• [Work required]: Can you write out this listing again, substituting "marker" for every "dot" and changing nothing else? Leave the pictures out.

• [Given entries]:

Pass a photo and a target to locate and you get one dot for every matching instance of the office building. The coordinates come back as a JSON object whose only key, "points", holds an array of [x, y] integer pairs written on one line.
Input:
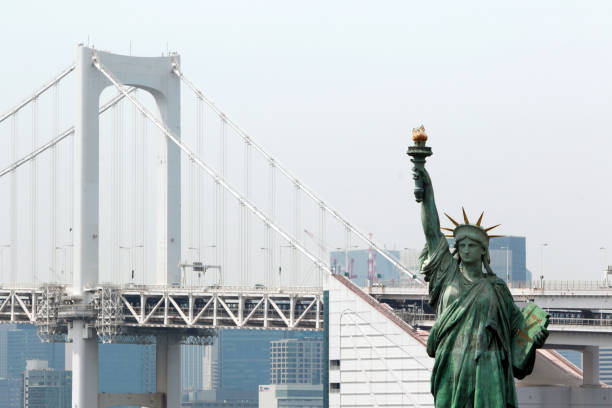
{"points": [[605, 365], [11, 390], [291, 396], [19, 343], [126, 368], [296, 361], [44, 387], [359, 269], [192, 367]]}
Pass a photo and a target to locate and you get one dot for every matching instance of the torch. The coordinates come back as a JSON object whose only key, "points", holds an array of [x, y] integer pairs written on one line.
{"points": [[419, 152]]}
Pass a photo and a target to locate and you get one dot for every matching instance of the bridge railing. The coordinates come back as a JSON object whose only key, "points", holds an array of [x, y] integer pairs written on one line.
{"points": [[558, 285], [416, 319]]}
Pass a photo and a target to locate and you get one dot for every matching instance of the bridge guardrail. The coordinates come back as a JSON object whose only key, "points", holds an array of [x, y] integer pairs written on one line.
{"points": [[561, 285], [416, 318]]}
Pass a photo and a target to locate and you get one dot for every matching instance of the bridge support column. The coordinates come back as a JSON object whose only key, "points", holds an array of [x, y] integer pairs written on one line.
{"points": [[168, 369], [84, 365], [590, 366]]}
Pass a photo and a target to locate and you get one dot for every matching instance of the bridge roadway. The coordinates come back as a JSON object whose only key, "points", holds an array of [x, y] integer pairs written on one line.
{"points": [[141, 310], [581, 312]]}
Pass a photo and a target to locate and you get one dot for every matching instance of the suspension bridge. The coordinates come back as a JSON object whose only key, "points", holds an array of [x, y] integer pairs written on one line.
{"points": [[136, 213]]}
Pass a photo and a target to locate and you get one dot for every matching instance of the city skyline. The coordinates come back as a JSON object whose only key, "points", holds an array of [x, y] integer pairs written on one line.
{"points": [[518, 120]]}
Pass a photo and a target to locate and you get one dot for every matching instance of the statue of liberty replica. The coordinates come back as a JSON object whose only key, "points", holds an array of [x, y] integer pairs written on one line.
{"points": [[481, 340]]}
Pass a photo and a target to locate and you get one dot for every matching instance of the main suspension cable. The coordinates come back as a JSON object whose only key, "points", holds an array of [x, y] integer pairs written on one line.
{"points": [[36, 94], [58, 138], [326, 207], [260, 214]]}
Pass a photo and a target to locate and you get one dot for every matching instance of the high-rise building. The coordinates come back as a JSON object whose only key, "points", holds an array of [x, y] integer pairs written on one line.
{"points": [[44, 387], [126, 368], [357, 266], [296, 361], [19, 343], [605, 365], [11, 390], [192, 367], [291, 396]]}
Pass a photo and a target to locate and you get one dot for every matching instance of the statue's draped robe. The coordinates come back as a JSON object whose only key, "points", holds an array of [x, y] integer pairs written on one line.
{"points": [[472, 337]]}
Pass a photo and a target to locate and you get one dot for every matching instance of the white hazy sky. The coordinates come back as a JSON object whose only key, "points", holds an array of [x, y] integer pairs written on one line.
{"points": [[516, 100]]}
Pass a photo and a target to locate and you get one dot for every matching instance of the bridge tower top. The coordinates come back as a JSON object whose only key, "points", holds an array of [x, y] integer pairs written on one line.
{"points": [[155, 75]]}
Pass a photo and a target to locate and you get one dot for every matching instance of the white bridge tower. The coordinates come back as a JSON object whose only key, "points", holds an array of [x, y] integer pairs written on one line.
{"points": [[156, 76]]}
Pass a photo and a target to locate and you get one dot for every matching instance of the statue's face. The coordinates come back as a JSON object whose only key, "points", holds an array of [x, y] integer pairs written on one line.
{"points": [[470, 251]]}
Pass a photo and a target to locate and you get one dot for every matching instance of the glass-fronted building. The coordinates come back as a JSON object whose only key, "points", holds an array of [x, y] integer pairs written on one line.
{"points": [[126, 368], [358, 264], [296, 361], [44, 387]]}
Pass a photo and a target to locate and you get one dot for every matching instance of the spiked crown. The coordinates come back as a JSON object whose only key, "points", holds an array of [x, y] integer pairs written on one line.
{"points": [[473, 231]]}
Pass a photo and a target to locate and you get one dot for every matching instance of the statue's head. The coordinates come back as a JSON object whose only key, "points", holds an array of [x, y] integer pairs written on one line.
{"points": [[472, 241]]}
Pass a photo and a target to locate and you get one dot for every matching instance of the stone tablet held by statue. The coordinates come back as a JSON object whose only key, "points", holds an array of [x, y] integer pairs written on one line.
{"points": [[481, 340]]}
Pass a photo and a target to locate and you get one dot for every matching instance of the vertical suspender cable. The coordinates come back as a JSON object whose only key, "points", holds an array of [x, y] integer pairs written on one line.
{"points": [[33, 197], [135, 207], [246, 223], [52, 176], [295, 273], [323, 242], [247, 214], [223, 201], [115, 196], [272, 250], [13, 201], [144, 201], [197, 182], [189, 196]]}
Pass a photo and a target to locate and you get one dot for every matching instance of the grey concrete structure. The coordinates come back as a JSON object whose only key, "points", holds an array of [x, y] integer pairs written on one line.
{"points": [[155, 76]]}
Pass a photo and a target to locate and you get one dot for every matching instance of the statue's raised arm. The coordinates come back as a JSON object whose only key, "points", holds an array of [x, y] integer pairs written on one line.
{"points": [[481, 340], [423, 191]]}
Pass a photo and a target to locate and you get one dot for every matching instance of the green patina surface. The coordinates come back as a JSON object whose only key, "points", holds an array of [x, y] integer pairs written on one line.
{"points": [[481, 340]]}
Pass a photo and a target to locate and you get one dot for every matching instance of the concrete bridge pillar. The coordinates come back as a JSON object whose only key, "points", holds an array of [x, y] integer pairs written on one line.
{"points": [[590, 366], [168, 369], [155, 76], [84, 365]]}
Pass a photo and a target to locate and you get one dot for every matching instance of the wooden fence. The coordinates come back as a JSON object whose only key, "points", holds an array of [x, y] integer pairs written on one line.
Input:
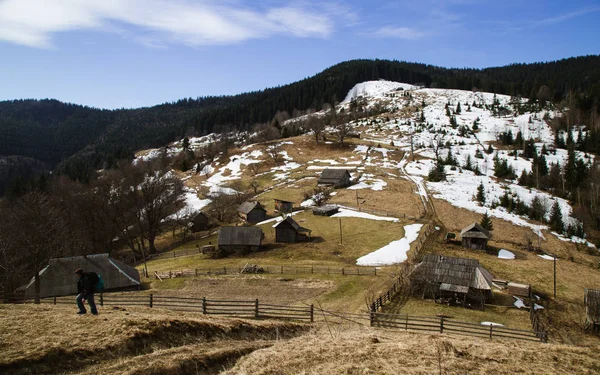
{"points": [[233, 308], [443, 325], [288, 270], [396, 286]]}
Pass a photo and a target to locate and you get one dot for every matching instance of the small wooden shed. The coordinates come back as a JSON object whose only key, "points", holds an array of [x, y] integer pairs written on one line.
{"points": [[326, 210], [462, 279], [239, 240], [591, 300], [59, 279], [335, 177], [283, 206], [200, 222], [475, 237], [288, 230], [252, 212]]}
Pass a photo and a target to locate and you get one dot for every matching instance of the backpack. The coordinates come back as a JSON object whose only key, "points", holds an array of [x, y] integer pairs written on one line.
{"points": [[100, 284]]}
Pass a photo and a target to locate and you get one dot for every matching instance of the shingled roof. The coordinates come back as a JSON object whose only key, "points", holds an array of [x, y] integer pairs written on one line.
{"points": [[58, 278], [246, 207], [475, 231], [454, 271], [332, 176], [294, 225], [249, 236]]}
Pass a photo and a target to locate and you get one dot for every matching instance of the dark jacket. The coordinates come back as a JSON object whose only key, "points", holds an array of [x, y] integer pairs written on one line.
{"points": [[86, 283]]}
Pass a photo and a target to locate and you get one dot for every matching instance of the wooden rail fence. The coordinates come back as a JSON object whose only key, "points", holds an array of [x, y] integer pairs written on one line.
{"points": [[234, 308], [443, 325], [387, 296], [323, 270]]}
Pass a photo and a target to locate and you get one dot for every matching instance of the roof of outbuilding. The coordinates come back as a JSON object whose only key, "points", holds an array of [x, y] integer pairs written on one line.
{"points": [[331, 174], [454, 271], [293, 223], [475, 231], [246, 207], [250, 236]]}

• [Result for this exercise]:
Pass a photo and a target to locate and you get one marker for every matching instance of the office building. The coordinates come back as a JSON object whose only key, "points", holds an array of [x, y] integer pairs written on one line.
Input:
{"points": [[605, 365], [11, 390], [291, 396], [19, 343], [126, 368], [296, 361], [44, 387], [359, 269], [192, 367]]}
Pass a photo and a target to locate and you get one marker for every matching instance of the torch. The coordinates come back as a JSON object whose only key, "points", holds an array of [x, y] integer pairs written on one line.
{"points": [[419, 152]]}
Pass a photo and a target to locate and you get one marker for every matching instance of the bridge railing. The coordinates come back as a JSON object whose only key, "points", holds an array of [x, y] integer pairs written on one line.
{"points": [[558, 285], [416, 319]]}
Pass a photo and a target to locate and you get one marker for every matching instance of the bridge guardrail. The coordinates come back as a JSON object whose only key, "points", holds an array of [x, y] integer pairs written on one line.
{"points": [[561, 285], [416, 318]]}
Pass a photo and a target to locate and you get one marker for every matching instance of the bridge support column. The coordinates come back as a JSON object whose only key, "points", holds an array of [x, y] integer pairs written on one line.
{"points": [[168, 369], [84, 365], [590, 366]]}
Pass a photo and a target to locate and you get one marker for every matching instance of the bridge roadway. The coordinates come back as a JSON object whose only key, "points", holds an array of [x, y] integer pairs written on one line.
{"points": [[141, 310], [581, 312]]}
Pass a photo and a target to locate and you get one marker for every matching instance of the suspension bridge. The coordinates come back as a JSON object whose only key, "points", holds an array of [x, y] integer pairs written on one line.
{"points": [[136, 213]]}
Pass a photo and a target to locate and you get one marker for every matching instance of the city skyline. The coordinates come back as a JSON object whose only key, "points", holds an array of [x, y] integer pairs written on one line.
{"points": [[518, 120]]}
Pass a photo and a target to locate and you get one marker for every matching instance of the statue of liberty replica. The coordinates come back as a JSON object whose only key, "points", holds an array of [x, y] integer pairs written on one line.
{"points": [[481, 340]]}
Pass a photo and a target to locate and you get one marker for every matching instance of the main suspension cable. The coordinates come back as a JSON object whose only key, "points", holds an array of [x, y] integer pairs written on one line.
{"points": [[36, 94], [58, 138], [326, 207], [260, 214]]}
Pass a photo and a target to locate and you get one marker for every matching instance of the high-rise building. The coordinates come back as a JSON object whose only key, "points", holds an array of [x, y] integer pairs written on one line.
{"points": [[44, 387], [126, 368], [357, 266], [296, 361], [19, 343], [605, 365], [11, 390], [192, 367], [291, 396]]}
Pass a photo and a target to locate and you get one marker for every matching instance of the statue's draped robe. The coordinates come back as a JSON object whose only key, "points", holds an array of [x, y] integer pairs written on one line.
{"points": [[472, 337]]}
Pass a photo and a target to locate and you get one marker for every matching instance of the white hazy sky. The coordinates come back as a JSON object whose only key, "points", holds an array of [x, y] integer pairs written on one line.
{"points": [[516, 100]]}
Pass a photo and a target to locate and you get one marker for every matching instance of the bridge tower top. The coordinates come back as a JSON object whose only key, "points", holds an array of [x, y] integer pairs written on one line.
{"points": [[155, 75]]}
Pass a photo and a target to locate and you get one marker for every matching instance of the white bridge tower. The coordinates come back as a JSON object whose only key, "points", holds an array of [x, y] integer pairs written on one line.
{"points": [[156, 76]]}
Pass a photo and a target to locate and you get one marker for every matching instance of the statue's face. The coordinates come back as a JSON object whose only key, "points", holds an array of [x, y] integer pairs written on one line.
{"points": [[470, 251]]}
Pass a photo and a target to locate and you get one marker for every matching instance of the glass-fronted building. The coordinates come back as a JSON object whose only key, "points", holds an array of [x, y] integer pairs written on one line.
{"points": [[126, 368], [358, 264], [296, 361], [44, 387]]}
Pass a photo and a target to locate and you get one marker for every matching instance of the spiked crown. The coordinates come back as a JSON object whose only key, "points", holds an array of [x, y] integer pairs written on one line.
{"points": [[473, 231]]}
Pass a photo and a target to locate and you get one marker for every matching instance of the statue's head. The coordinates come back as a JSON object whose only key, "points", holds an array of [x, y] integer pairs written on one line.
{"points": [[472, 241]]}
Pass a photo and a target to locate and you get one marker for every matching instance of the stone tablet held by statue. The coordinates come back as a JSON object whose only key, "points", holds an array of [x, y] integer pairs written on one line.
{"points": [[481, 340]]}
Pass a photo and a target to locate and you get one marker for every matching instance of the vertical suspender cable. The coordinates come back as a JSON object whose only key, "points", holds an array of [x, y] integer pairs written on one line.
{"points": [[33, 197], [135, 207], [246, 223], [52, 176], [295, 273], [323, 242], [247, 214], [223, 201], [115, 196], [272, 250], [13, 201], [144, 201], [197, 182], [189, 196]]}
Pass a photo and a target to locate and you get one marker for every matching instance of the grey concrete structure. The coordinates come back as a JSON object whose only key, "points", holds an array of [x, y] integer pairs written on one line.
{"points": [[155, 76]]}
Pass a photo and a target to locate and you get one marker for every matching instance of the statue's raised arm. The coordinates come back as a JSON object whose only key, "points", holds an array of [x, y] integer pairs written on one line.
{"points": [[481, 340], [423, 191]]}
Pass a photo and a target to locate and you get one marker for every matching instance of the green patina surface. The coordinates come back as a JSON object whose only key, "points", holds an array of [x, y] integer pairs written on one line.
{"points": [[481, 340]]}
Pass a photo and a target to locate and you get one marker for every matching instance of the concrete bridge pillar. The coordinates come back as a JSON object whose only key, "points", holds an array of [x, y] integer pairs written on one line.
{"points": [[590, 366], [168, 369], [155, 76], [84, 365]]}
Pass a photo and a target to locate and you get one marker for every matching instance of the wooden fence. The coordinates come back as a JSON object whose only key, "points", holds an array of [x, y] integer pairs written on one line.
Input:
{"points": [[233, 308], [443, 325], [288, 270], [396, 286]]}
Pass a photo and a target to locate and you get one marker for every matching instance of the small wooden shed. The coordinates come back as a JSON object whose only key, "points", holds an array of [x, y] integer pairs written on one line.
{"points": [[326, 210], [462, 279], [239, 240], [591, 300], [59, 279], [335, 177], [283, 206], [200, 222], [475, 237], [288, 230], [252, 212]]}
Pass a photo and a target to locate and you get one marker for every matching instance of the backpack. The coordinates come back as a JSON object whose only key, "points", holds an array of [x, y] integer pairs written on one line.
{"points": [[100, 284]]}
Pass a photo and a target to locate and you get one marker for every matching instance of the shingled roof. The coordinates come back as a JSON object whose only key, "points", holds an array of [x, y] integer pairs written on one line.
{"points": [[58, 278], [246, 207], [475, 231], [454, 271], [332, 176], [294, 225], [249, 236]]}
Pass a photo and a target to locate and you get one marker for every matching instance of the dark jacket. The coordinates come back as a JSON object whose only key, "points", holds an array of [x, y] integer pairs written on one line.
{"points": [[86, 283]]}
Pass a photo and a target to locate and you get one marker for every matching instance of the wooden rail fence. The coordinates come back as a JSON object whose only key, "points", holds an array of [x, y] integer pairs written on one line.
{"points": [[234, 308], [443, 325], [387, 296], [323, 270]]}
Pass a photo and a target to locate and you get one marker for every matching instance of the roof of outbuilding. The coordinates come back as a JSON object whose only key, "points", holds an array of [x, y] integer pairs written on one line.
{"points": [[331, 174], [454, 271], [293, 223], [475, 231], [246, 207], [250, 236]]}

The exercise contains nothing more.